**EXERCISE BRIEF:** Copy out each line of the data holding "fortress".

**ENTRIES SHOWN:**
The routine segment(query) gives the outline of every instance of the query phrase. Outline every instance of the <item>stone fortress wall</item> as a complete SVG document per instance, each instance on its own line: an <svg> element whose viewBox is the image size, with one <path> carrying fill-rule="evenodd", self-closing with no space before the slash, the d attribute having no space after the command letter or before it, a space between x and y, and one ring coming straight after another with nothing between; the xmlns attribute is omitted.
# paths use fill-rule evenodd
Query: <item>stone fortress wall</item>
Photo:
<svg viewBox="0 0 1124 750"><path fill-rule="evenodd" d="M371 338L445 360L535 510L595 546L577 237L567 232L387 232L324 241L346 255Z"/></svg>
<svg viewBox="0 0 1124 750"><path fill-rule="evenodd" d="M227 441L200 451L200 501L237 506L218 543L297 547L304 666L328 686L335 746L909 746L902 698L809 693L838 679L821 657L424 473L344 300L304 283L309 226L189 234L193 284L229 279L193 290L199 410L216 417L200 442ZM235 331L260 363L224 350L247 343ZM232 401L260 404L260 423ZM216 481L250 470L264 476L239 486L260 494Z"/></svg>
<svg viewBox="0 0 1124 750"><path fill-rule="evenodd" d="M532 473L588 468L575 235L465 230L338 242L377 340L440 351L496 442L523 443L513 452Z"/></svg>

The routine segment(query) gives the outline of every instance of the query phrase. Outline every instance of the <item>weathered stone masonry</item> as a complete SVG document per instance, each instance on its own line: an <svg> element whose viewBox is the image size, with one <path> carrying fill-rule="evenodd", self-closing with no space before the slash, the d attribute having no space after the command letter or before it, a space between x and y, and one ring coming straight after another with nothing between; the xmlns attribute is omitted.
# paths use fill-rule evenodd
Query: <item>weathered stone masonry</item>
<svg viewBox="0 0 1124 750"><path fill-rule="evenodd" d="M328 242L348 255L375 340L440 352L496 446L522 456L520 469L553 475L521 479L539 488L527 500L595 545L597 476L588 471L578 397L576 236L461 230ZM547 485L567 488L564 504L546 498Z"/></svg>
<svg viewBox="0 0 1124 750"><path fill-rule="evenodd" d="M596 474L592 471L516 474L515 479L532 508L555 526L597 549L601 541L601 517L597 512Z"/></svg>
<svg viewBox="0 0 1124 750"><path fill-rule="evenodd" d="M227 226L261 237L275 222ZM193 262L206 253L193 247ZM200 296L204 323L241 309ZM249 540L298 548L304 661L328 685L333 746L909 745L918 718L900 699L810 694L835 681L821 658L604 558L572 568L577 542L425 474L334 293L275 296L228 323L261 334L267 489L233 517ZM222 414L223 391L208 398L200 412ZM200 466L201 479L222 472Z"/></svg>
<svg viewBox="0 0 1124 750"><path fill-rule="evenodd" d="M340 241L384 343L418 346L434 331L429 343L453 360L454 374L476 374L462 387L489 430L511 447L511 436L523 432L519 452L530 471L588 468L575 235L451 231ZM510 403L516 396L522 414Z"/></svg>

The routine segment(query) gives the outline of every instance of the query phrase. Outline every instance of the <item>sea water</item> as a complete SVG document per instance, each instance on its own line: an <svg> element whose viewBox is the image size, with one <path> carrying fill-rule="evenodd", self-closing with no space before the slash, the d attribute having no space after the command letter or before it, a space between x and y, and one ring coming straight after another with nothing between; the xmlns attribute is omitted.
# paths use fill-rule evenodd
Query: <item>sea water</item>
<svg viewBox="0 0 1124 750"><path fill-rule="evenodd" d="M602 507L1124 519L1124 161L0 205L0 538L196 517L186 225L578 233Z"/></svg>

**TASK RESULT:**
The routine segment(query) gives the outline of every instance of the query phrase. Outline every instance of the <item>stone fortress wall</item> as a complete SVG document per instance, each instance on its own line: an <svg> element whose viewBox is the image size, with one <path> carrying fill-rule="evenodd", self-closing with no space before the slash, the d attribute having no space after the command letter or before it, a space between x and y, and one ring coming straight after another with nothing between; the xmlns attribute is omitted.
Query: <item>stone fortress wall</item>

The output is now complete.